Task:
Copy exactly the lines of the records below, and only those lines, beginning with the line that contains "Query: stream above waterfall" and ending with the line that contains "Query: river".

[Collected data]
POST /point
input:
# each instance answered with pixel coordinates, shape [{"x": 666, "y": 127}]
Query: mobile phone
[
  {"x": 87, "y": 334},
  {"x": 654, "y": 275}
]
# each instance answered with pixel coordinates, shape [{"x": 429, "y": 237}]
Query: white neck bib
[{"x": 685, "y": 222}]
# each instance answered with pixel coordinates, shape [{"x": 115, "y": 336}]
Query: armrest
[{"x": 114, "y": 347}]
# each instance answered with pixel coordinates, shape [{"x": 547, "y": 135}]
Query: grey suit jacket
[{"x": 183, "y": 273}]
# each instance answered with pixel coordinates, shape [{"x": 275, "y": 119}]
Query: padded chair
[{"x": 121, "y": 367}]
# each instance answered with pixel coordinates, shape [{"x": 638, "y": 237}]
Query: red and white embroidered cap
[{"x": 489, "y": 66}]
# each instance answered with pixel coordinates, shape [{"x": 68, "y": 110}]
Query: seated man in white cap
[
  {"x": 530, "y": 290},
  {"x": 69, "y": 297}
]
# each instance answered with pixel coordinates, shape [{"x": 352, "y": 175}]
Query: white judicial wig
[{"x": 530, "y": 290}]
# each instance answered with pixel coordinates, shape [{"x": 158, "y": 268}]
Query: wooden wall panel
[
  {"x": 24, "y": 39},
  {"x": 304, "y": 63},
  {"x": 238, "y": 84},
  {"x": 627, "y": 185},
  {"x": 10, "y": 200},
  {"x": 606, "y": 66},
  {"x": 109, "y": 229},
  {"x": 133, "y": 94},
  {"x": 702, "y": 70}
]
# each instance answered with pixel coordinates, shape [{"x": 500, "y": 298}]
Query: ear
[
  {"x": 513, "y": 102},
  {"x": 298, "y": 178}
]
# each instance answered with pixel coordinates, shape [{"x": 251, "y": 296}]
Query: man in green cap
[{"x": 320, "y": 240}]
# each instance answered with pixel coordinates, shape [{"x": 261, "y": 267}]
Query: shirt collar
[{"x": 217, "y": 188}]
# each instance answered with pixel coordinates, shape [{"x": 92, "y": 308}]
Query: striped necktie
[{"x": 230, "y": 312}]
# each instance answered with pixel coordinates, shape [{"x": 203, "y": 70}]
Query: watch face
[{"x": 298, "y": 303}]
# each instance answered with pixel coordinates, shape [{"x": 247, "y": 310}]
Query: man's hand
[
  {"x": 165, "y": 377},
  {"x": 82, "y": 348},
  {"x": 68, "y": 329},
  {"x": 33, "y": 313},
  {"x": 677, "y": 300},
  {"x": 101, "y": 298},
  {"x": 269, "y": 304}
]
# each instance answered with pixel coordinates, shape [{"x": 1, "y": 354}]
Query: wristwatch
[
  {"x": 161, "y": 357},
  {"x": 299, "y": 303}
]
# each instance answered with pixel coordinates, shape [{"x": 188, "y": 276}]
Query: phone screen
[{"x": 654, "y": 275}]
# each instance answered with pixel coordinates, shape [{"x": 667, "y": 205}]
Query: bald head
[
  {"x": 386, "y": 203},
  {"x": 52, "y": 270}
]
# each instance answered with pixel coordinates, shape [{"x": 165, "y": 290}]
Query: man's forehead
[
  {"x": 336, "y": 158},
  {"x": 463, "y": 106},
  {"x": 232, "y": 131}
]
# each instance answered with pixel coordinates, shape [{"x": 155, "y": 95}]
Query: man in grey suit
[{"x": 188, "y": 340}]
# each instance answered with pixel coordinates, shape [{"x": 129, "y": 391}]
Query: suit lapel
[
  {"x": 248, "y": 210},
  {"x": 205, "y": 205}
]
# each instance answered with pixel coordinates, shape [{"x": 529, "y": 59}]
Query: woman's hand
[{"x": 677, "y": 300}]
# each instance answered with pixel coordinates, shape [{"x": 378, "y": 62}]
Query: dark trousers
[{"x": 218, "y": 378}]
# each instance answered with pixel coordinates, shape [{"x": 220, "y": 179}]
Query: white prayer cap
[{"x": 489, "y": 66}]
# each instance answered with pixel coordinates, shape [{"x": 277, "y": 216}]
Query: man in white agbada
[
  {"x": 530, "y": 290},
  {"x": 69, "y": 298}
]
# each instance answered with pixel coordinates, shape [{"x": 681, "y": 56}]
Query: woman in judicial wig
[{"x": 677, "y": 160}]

==

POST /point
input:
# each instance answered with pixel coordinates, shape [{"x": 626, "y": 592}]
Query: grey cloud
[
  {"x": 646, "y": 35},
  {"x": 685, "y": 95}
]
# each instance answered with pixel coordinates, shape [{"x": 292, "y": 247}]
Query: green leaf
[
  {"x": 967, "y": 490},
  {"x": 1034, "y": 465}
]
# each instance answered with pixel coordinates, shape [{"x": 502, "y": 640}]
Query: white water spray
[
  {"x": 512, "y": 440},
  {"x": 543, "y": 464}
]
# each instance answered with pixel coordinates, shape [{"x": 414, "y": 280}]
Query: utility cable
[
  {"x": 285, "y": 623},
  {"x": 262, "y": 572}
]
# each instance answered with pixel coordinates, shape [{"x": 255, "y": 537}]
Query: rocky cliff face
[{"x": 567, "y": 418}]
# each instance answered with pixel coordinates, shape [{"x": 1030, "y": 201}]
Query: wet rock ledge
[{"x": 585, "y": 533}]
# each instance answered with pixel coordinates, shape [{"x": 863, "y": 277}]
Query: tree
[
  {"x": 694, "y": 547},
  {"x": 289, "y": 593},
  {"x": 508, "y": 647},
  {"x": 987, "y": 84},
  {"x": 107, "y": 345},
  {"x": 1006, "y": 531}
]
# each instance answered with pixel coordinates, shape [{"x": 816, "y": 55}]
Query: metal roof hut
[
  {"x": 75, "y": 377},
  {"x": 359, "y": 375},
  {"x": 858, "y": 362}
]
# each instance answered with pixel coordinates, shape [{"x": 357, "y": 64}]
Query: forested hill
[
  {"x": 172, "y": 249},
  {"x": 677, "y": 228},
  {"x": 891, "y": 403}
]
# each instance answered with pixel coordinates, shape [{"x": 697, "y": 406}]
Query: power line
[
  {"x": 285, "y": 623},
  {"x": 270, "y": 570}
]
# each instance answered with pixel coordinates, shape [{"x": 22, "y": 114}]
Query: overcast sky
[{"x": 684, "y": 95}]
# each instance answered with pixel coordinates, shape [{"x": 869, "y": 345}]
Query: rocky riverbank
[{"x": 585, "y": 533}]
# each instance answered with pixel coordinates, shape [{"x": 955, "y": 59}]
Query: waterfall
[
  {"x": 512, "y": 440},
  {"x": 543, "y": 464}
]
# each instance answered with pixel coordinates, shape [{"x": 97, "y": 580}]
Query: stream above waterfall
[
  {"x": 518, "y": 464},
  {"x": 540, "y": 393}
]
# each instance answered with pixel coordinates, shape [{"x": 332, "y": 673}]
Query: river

Completed exercise:
Query: stream above waterfall
[
  {"x": 518, "y": 464},
  {"x": 540, "y": 393}
]
# each instance answered with pixel coordinates, shape [{"x": 332, "y": 673}]
Query: river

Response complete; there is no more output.